Work instructions: Write the data out again so that it matches word for word.

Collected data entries

BEGIN

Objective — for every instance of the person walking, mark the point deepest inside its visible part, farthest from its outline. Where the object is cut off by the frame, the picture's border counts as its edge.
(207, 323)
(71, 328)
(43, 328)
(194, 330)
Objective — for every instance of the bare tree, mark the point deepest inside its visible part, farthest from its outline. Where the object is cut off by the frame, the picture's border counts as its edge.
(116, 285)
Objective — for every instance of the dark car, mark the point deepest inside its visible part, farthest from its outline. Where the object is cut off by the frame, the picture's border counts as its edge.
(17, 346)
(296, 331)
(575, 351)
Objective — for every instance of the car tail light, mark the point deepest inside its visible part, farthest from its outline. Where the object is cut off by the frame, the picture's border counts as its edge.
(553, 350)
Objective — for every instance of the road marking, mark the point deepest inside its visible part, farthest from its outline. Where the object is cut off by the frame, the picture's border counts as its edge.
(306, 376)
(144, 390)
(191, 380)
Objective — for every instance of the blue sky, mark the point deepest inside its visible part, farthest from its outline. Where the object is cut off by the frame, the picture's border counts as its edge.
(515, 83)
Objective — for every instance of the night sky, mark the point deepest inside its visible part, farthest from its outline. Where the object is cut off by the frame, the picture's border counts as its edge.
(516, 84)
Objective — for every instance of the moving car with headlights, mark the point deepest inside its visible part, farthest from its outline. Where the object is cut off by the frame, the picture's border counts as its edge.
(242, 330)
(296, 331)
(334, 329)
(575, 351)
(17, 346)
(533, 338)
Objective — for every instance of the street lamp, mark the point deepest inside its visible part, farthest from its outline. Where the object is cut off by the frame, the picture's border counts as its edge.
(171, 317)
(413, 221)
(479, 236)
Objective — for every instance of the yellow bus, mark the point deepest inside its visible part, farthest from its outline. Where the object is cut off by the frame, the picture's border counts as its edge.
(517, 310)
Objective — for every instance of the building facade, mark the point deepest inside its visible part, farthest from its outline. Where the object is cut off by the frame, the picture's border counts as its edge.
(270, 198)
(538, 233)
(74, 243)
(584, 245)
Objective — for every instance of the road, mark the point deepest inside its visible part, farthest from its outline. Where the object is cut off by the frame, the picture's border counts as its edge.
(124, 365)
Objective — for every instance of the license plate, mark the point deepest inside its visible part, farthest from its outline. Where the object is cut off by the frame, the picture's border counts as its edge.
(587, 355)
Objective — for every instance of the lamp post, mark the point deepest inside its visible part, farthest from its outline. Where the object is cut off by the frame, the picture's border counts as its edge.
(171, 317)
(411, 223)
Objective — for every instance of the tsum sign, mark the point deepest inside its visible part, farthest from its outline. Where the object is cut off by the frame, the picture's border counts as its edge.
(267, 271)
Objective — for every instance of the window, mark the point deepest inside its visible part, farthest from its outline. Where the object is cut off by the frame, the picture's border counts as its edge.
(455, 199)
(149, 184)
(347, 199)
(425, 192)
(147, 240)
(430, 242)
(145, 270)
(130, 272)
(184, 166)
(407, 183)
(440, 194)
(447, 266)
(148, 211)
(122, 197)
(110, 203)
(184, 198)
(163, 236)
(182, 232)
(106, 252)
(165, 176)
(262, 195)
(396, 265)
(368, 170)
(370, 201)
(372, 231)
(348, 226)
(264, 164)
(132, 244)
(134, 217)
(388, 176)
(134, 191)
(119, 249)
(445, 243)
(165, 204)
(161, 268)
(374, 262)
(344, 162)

END

Answer box:
Objective — for every instance of the person walking, mark the point deepest inside its visible part, farthest from its outline. Where the object is cut off by the frame, the picture's border counts as its edge.
(207, 323)
(71, 328)
(43, 328)
(194, 330)
Objective — for every instance of the bare tree, mark the point deepest inside its visible part, farthest from its outline. Where the object is cut off by the frame, the picture's border counts as its edge.
(116, 285)
Objective — for every instance of the dark car, mark the point deepest inside its visible part, farthest from its outline. Where the object is cut off by the frame, the picture's border counts as its edge.
(17, 346)
(296, 331)
(575, 351)
Objective — for every instance of the car tail light, mark the point deepest inside its visible part, farthest from its outline. Where the object is cut off by the frame, the picture's border counts as its edge.
(553, 350)
Objective — for every instance of the road marking, mark the point deepest inside its visible part, farthest from its outline. Where the object is cut off by the frame, the picture's border counts as its edge.
(306, 376)
(144, 390)
(191, 380)
Objective — for every instance of the blue sky, mark the point deepest inside its visible part, farthest from its outline. Where the object is cut off by the frame, the picture's border counts as its edge.
(515, 83)
Objective — for every instance of the night sky, mark the point deepest inside its visible part, farthest from its outline. Where the object is cut off by the frame, the picture's border counts as its edge.
(516, 84)
Objective — for every instance of the moving car with headlights, mark the point deepest inside its visible part, farthest from its outline. Where the object is cut off by the frame, the picture's border counts as its edge.
(242, 330)
(296, 331)
(334, 329)
(575, 351)
(17, 346)
(533, 338)
Objective — for every instance of the street lamp, mark the point deepest inside its visible part, farthest from its outline. Where the object is cut off by the frame, the picture's border counts as its edge.
(171, 317)
(413, 221)
(479, 236)
Objective — for every instance of the yellow bus, mark the point deepest inside its visible part, farthest from its outline. Where the object is cut off by the frame, the picture's border counts as its edge.
(517, 310)
Objective — for every instance of the building facade, mark the point deepest inside its visible part, farthest from its outline. Where the object is cut off by the frame, the picture's border counts as its edge.
(270, 198)
(538, 233)
(74, 243)
(584, 245)
Objective — for every instance of the road, mark the point deepest inside its visible part, farthest from its outline. Where the object is cut off by the frame, the picture's border counts as its edge.
(124, 365)
Objective — for every instance of the license plate, mark the point deepest inside its visible part, farthest from its outline. Where the object is cut off by the frame, the picture's border counts as its edge.
(587, 355)
Objective — for every instance of the lamp post, mark the point deepest inside its visible part, farthest from its outline. Where the object is cut off by the frame, the picture's border counts as its edge.
(171, 317)
(411, 223)
Objective — for every instance of the tsum sign, mark the point deepest inside its visible part, farthest from its outline. Where the object is cut off by the frame, the picture's border counts as its edge.
(267, 271)
Objective — for every instance of the window, mark the point deepest inside its visible part, farthest from its outline. Where the object is cut off by the frame, the picture's border counts as its edge.
(455, 199)
(149, 184)
(347, 199)
(425, 192)
(147, 240)
(430, 242)
(145, 270)
(130, 272)
(184, 166)
(407, 183)
(440, 194)
(447, 266)
(148, 211)
(122, 197)
(110, 203)
(184, 198)
(163, 236)
(182, 232)
(106, 252)
(165, 176)
(262, 195)
(396, 265)
(368, 170)
(370, 201)
(372, 231)
(348, 226)
(264, 164)
(132, 244)
(134, 217)
(388, 176)
(134, 191)
(119, 249)
(445, 243)
(165, 204)
(161, 268)
(374, 262)
(344, 162)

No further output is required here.